## Task to carry out
Write out every line below again in full, multiplying each bounding-box coordinate in the answers by 1.85 and rounding to whole numbers, with halves rounded up.

[Data start]

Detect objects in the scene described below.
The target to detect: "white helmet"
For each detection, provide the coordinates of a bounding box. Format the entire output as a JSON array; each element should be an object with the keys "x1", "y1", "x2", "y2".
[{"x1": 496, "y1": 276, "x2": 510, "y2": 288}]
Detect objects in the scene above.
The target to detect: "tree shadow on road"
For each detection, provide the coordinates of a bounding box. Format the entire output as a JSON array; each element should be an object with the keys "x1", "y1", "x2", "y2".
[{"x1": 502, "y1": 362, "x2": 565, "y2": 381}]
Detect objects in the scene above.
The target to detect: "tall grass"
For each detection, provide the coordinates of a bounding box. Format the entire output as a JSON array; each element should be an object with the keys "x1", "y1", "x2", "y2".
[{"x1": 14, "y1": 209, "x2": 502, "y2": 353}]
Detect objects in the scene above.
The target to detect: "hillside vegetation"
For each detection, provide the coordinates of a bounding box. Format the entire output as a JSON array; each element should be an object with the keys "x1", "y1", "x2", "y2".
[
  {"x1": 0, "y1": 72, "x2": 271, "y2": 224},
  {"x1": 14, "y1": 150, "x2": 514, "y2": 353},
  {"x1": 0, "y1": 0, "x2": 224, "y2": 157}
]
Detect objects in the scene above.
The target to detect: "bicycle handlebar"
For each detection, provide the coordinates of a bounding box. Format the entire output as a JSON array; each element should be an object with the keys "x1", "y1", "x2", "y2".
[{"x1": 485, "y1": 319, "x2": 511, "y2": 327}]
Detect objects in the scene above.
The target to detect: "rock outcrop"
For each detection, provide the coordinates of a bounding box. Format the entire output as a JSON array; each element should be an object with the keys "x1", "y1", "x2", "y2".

[Data end]

## Expected answer
Detect objects in the scene described below.
The target to detect: "white helmet"
For each detection, provide the coordinates of a bounding box. Format the entire output as a JSON array; each element should be an object with the keys "x1", "y1", "x2", "y2".
[{"x1": 918, "y1": 511, "x2": 944, "y2": 533}]
Detect objects in the scene above.
The target to detect: "tree shadow on road"
For each detection, provide the coordinates of a bounding box. Format the entire output as a JSON array; each element should be an object with the keys "x1", "y1", "x2", "y2".
[{"x1": 929, "y1": 670, "x2": 1045, "y2": 705}]
Detect objects in the scene above.
The target to detect: "tall grass"
For each detection, provide the coordinates of a bounding box. Format the entire output as a JSON array; each element should be an object with the keys "x1", "y1", "x2", "y2".
[{"x1": 26, "y1": 387, "x2": 929, "y2": 653}]
Detect objects in the scene above.
The target to detect: "hillside vegetation"
For each detection, provide the coordinates of a bounding box. Format the entire output as a JSON array; each element should be an object with the keys "x1", "y1", "x2", "y2".
[
  {"x1": 0, "y1": 133, "x2": 501, "y2": 414},
  {"x1": 26, "y1": 278, "x2": 951, "y2": 653},
  {"x1": 0, "y1": 0, "x2": 414, "y2": 290}
]
Detect objects in the scene above.
The target to detect: "bicycle handlebar"
For each detection, provide the coordinates of a bounding box. Format the entire output as a JSON array; each element should be an object with the keys "x1", "y1", "x2", "y2".
[{"x1": 897, "y1": 590, "x2": 945, "y2": 605}]
Detect objects in the scene above.
The target to detect: "rock outcrop"
For each detection, provide the coordinates of a bounding box. Format the entire output as a JSON array; each element should be an object with the keys "x1", "y1", "x2", "y2".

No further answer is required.